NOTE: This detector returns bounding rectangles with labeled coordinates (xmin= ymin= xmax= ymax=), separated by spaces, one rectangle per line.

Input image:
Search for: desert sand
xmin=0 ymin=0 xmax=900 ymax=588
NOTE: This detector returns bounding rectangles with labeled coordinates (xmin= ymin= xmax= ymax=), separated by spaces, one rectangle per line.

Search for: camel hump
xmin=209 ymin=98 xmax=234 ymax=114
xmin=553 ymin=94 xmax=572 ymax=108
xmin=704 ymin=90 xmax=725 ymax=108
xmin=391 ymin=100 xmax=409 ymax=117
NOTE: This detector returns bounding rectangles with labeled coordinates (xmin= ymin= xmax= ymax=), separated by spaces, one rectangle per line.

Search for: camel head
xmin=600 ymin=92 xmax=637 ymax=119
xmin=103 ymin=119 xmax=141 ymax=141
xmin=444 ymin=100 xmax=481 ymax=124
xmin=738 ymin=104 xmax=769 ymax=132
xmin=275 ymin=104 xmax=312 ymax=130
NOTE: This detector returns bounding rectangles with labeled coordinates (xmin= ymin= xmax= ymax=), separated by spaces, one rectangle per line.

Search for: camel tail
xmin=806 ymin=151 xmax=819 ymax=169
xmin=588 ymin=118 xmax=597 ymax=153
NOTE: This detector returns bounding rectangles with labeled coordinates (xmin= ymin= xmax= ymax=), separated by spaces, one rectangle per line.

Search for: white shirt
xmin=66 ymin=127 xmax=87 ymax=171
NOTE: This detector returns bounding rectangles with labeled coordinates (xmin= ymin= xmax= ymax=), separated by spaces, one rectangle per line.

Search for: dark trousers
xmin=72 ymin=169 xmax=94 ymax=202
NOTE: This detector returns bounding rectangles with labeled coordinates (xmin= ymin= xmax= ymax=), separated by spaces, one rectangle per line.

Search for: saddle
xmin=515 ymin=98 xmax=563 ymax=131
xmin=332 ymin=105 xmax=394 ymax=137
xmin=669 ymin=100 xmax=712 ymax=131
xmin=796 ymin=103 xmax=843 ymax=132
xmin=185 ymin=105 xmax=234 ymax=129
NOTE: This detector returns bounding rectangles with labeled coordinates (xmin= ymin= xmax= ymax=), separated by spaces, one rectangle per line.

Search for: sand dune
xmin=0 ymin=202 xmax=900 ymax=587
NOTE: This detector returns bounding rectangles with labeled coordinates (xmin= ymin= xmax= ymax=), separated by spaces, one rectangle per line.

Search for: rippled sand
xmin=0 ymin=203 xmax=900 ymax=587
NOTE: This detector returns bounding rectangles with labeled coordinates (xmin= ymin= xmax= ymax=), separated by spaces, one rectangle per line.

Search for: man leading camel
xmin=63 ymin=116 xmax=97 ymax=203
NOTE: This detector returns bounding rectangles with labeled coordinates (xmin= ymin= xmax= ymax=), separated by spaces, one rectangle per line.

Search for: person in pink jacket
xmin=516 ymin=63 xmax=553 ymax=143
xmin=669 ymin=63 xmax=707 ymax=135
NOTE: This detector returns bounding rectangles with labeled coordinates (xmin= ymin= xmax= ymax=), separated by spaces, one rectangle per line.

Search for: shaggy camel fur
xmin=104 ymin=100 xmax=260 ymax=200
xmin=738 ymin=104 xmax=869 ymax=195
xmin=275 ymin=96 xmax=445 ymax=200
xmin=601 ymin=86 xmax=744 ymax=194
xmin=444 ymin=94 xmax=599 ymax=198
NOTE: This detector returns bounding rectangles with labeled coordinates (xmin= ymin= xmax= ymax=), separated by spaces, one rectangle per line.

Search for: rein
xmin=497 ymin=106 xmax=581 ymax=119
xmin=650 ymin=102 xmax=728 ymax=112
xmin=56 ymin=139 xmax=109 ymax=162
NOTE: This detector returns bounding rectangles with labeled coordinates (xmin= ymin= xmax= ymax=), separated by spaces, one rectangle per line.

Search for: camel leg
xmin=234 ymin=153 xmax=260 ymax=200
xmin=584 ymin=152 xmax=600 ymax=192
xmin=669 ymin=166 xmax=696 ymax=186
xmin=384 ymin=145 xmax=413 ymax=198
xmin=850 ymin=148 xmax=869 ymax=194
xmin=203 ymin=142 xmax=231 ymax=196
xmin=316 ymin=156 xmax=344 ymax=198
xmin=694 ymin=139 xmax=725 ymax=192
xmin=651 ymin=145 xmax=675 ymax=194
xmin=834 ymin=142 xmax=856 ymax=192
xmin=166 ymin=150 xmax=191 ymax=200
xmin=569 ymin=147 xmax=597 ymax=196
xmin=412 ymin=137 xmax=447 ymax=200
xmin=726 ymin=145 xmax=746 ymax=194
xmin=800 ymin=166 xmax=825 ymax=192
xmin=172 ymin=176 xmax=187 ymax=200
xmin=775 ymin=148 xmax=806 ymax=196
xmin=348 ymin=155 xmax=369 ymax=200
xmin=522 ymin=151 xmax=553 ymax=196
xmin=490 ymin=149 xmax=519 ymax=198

» **Aim of the task**
Return every line of the listing above that contains the word "camel", copying each line as it appears.

» **Right answer**
Search for: camel hump
Search for: camel head
Search for: camel tail
Search for: man leading camel
Search for: shaggy camel fur
Search for: camel leg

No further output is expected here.